§ Brief
Leave out the pictures, and write out exactly the lines from the beginning of the material to the line holding "Target: tangled corn foliage", that line included, and nothing else.

§ Extracted data
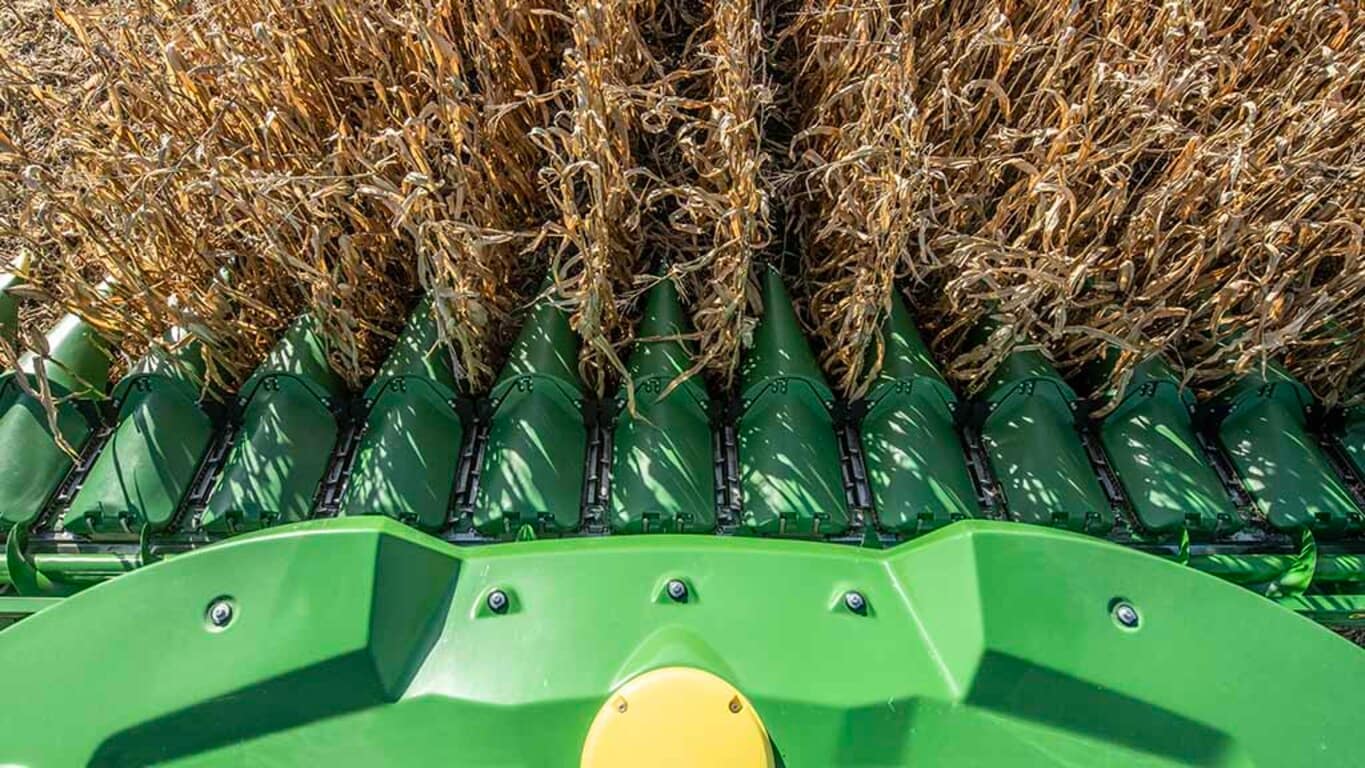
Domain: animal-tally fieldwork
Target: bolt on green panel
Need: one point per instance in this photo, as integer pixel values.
(8, 308)
(1035, 450)
(32, 461)
(791, 476)
(980, 644)
(285, 433)
(1151, 445)
(662, 460)
(537, 446)
(1281, 464)
(146, 468)
(915, 461)
(410, 449)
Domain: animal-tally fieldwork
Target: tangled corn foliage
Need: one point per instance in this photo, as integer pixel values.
(232, 164)
(610, 93)
(1180, 179)
(724, 193)
(860, 154)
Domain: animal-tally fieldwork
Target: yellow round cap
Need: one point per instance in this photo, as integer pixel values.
(677, 716)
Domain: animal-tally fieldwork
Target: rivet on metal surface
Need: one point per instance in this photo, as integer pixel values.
(498, 602)
(1126, 615)
(220, 613)
(855, 600)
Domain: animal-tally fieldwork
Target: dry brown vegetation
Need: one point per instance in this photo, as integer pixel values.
(1178, 179)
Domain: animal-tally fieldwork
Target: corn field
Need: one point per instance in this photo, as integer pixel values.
(1102, 180)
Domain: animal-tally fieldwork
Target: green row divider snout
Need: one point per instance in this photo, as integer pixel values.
(537, 444)
(8, 308)
(1151, 444)
(410, 446)
(285, 429)
(662, 459)
(916, 467)
(1035, 449)
(144, 472)
(791, 475)
(34, 464)
(1279, 461)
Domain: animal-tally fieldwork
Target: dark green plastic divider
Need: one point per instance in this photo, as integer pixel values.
(915, 459)
(1353, 439)
(791, 479)
(285, 433)
(410, 449)
(1151, 445)
(144, 472)
(534, 459)
(1035, 450)
(1283, 468)
(8, 308)
(32, 461)
(662, 464)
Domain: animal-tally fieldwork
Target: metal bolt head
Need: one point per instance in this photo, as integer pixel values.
(220, 613)
(497, 602)
(1126, 615)
(855, 600)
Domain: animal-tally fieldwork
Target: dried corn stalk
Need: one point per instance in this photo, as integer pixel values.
(722, 193)
(238, 163)
(860, 150)
(1180, 179)
(474, 202)
(594, 176)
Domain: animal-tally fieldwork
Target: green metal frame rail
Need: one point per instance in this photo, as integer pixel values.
(983, 643)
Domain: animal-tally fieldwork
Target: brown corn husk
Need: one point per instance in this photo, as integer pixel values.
(595, 176)
(724, 191)
(1180, 179)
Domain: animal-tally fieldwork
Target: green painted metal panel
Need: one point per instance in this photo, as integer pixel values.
(915, 461)
(1035, 450)
(410, 448)
(791, 479)
(32, 461)
(418, 353)
(1353, 439)
(1151, 445)
(145, 471)
(662, 457)
(980, 644)
(1278, 460)
(285, 433)
(537, 445)
(142, 475)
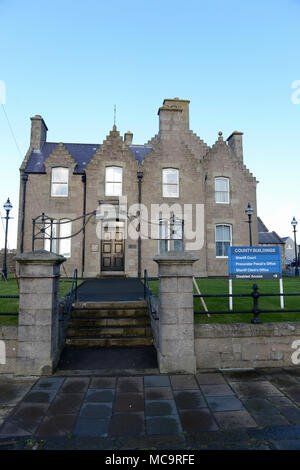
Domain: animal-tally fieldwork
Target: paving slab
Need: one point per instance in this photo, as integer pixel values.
(129, 402)
(160, 408)
(158, 393)
(156, 381)
(103, 382)
(96, 410)
(216, 390)
(66, 403)
(98, 395)
(229, 403)
(189, 400)
(130, 384)
(197, 420)
(75, 385)
(255, 389)
(56, 425)
(163, 425)
(259, 406)
(91, 428)
(183, 382)
(234, 419)
(212, 378)
(264, 420)
(127, 424)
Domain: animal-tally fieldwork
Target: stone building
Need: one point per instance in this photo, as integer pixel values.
(67, 181)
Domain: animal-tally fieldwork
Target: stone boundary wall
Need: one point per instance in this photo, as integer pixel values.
(9, 335)
(244, 345)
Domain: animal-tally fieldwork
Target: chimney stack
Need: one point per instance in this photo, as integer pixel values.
(235, 141)
(38, 132)
(173, 116)
(128, 137)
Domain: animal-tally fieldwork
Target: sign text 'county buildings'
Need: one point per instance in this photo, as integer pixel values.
(254, 262)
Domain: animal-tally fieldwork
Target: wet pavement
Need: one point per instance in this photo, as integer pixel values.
(255, 409)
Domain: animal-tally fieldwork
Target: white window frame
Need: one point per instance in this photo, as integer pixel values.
(48, 235)
(218, 241)
(165, 183)
(223, 178)
(54, 183)
(168, 235)
(107, 193)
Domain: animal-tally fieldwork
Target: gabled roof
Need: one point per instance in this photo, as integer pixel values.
(82, 154)
(265, 237)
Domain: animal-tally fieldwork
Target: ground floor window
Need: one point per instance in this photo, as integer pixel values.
(170, 235)
(223, 239)
(60, 230)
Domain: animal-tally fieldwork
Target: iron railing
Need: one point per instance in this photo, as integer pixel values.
(148, 295)
(73, 295)
(9, 297)
(255, 294)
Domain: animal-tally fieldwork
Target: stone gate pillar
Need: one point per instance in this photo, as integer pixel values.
(176, 346)
(38, 331)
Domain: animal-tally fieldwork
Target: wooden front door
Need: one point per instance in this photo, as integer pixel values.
(112, 252)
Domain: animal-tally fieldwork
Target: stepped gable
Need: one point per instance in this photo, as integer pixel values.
(220, 144)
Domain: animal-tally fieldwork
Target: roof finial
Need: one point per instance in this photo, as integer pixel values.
(115, 112)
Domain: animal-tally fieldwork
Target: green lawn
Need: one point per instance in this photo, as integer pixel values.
(12, 305)
(220, 286)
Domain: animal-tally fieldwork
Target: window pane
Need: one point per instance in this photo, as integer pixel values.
(59, 189)
(113, 174)
(170, 175)
(222, 190)
(170, 190)
(60, 175)
(221, 184)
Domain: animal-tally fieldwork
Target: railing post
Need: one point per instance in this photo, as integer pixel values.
(255, 295)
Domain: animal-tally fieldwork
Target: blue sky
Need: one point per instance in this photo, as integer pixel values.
(71, 61)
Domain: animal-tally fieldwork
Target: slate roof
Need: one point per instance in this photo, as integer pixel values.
(82, 154)
(265, 237)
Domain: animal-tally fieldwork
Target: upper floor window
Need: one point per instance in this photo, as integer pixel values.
(222, 190)
(170, 182)
(223, 240)
(59, 182)
(47, 238)
(113, 181)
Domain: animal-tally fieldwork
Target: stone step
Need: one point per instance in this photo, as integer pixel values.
(137, 304)
(106, 332)
(109, 313)
(86, 322)
(108, 342)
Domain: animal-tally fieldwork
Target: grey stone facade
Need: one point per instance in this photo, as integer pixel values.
(175, 146)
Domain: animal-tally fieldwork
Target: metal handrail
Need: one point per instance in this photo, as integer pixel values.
(255, 310)
(73, 295)
(147, 294)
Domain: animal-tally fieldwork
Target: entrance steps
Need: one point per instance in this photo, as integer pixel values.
(109, 324)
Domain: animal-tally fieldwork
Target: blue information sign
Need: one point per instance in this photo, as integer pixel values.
(254, 262)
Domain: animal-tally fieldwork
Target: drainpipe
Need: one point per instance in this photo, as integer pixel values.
(83, 179)
(24, 181)
(140, 175)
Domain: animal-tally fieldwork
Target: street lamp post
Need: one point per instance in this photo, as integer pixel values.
(7, 207)
(294, 224)
(249, 212)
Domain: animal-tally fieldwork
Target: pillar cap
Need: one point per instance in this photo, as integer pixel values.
(176, 257)
(40, 257)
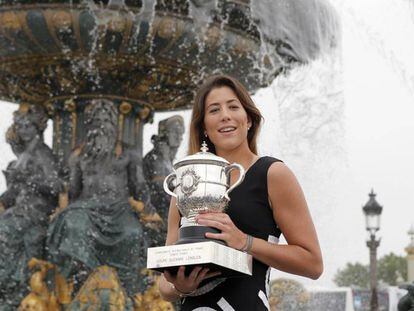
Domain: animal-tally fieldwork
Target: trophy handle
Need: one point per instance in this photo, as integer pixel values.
(166, 181)
(227, 171)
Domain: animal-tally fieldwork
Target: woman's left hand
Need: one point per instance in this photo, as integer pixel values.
(230, 234)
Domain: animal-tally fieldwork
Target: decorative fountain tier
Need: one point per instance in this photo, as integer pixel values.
(149, 50)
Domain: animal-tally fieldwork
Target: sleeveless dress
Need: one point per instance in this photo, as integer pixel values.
(250, 211)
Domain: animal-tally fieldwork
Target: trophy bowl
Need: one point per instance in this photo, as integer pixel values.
(202, 184)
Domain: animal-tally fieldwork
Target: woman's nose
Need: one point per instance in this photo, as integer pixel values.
(225, 114)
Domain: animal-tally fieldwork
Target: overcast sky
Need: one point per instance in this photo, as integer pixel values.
(377, 141)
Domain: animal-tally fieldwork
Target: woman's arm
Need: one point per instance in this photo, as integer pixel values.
(166, 290)
(302, 255)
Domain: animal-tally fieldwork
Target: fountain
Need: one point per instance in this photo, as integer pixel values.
(138, 57)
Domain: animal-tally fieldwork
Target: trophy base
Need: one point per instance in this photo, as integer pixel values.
(196, 234)
(217, 257)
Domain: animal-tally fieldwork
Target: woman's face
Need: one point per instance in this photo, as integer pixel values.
(225, 119)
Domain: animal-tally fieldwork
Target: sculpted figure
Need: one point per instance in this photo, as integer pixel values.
(32, 194)
(99, 227)
(158, 164)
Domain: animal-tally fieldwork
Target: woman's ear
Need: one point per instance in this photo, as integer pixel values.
(249, 123)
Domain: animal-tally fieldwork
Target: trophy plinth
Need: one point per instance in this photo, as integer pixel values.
(217, 257)
(202, 184)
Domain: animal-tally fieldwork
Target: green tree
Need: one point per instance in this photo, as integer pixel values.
(392, 269)
(353, 275)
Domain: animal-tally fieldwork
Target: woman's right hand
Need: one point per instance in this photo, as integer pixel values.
(188, 284)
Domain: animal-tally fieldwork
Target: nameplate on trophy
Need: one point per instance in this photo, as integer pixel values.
(215, 256)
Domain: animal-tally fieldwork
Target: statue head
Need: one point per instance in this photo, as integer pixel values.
(171, 130)
(101, 119)
(30, 121)
(14, 140)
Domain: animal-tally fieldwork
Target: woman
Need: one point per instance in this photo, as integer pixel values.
(267, 203)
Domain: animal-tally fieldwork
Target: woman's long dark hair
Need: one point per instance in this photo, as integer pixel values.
(197, 119)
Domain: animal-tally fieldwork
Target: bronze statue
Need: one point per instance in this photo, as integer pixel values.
(32, 194)
(99, 227)
(158, 164)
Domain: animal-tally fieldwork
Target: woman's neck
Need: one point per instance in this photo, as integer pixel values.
(243, 156)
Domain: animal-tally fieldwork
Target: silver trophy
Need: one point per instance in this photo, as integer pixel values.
(201, 184)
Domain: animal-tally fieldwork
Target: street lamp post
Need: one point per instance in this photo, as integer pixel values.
(372, 211)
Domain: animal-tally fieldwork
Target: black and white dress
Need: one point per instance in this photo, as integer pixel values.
(250, 211)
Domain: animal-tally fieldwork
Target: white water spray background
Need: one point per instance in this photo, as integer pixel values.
(343, 124)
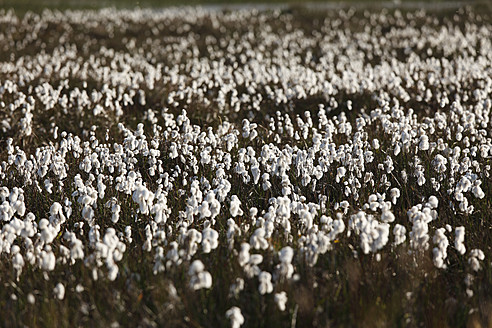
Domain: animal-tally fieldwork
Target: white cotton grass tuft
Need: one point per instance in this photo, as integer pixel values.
(59, 291)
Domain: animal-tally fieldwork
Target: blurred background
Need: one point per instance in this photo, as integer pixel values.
(21, 6)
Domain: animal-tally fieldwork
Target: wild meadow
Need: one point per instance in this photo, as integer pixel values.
(191, 167)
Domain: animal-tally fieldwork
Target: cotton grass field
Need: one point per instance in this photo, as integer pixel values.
(296, 167)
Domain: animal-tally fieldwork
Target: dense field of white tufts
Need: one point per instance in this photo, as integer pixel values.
(203, 168)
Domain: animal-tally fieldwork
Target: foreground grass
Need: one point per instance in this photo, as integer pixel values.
(394, 286)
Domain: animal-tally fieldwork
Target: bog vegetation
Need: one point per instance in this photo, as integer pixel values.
(203, 168)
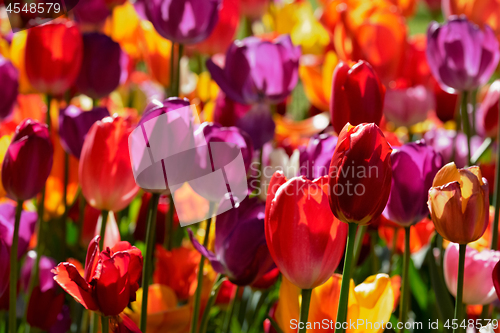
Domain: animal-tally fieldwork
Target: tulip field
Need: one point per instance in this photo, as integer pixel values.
(248, 166)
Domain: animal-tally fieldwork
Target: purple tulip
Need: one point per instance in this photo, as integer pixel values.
(442, 142)
(8, 93)
(91, 11)
(414, 166)
(26, 227)
(74, 125)
(165, 129)
(183, 21)
(46, 277)
(5, 264)
(102, 66)
(315, 158)
(461, 55)
(258, 71)
(407, 106)
(28, 161)
(241, 251)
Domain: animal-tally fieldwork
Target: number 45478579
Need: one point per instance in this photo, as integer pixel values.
(34, 8)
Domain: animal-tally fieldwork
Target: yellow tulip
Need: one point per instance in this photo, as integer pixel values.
(371, 301)
(459, 203)
(297, 19)
(163, 310)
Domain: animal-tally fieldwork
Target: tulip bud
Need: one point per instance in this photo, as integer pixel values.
(478, 284)
(28, 161)
(458, 203)
(102, 63)
(357, 95)
(453, 47)
(176, 21)
(53, 56)
(360, 167)
(414, 166)
(105, 173)
(8, 93)
(304, 238)
(74, 125)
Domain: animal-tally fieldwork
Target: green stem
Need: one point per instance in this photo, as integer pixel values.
(232, 306)
(466, 125)
(460, 286)
(104, 324)
(346, 278)
(403, 308)
(48, 119)
(197, 294)
(304, 309)
(104, 215)
(210, 303)
(169, 224)
(496, 194)
(13, 270)
(148, 258)
(358, 243)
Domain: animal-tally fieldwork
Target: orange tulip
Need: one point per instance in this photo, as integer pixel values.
(105, 171)
(458, 203)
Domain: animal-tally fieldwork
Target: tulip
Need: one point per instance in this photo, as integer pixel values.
(176, 21)
(306, 246)
(489, 109)
(53, 56)
(372, 302)
(258, 71)
(407, 106)
(458, 203)
(177, 269)
(167, 126)
(110, 279)
(315, 158)
(74, 125)
(363, 148)
(223, 34)
(357, 95)
(28, 161)
(162, 310)
(104, 171)
(362, 160)
(414, 166)
(478, 284)
(461, 55)
(102, 66)
(241, 251)
(91, 12)
(8, 94)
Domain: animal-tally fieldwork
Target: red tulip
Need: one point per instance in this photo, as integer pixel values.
(110, 280)
(28, 161)
(357, 95)
(304, 238)
(360, 174)
(53, 56)
(105, 172)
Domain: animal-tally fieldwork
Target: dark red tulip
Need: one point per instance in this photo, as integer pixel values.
(304, 238)
(53, 56)
(110, 280)
(28, 161)
(357, 95)
(360, 174)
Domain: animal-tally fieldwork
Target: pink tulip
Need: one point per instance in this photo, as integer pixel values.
(478, 282)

§ Exercise solution
Domain: animal-tally fieldwork
Target: bolt on green panel
Need: one point per instance in this photo, as integer pixel values.
(8, 308)
(1035, 450)
(32, 461)
(791, 476)
(980, 644)
(285, 433)
(1151, 445)
(662, 460)
(537, 446)
(1281, 464)
(146, 468)
(915, 461)
(410, 449)
Domain: animal-tally fieldwork
Target: tangled corn foliage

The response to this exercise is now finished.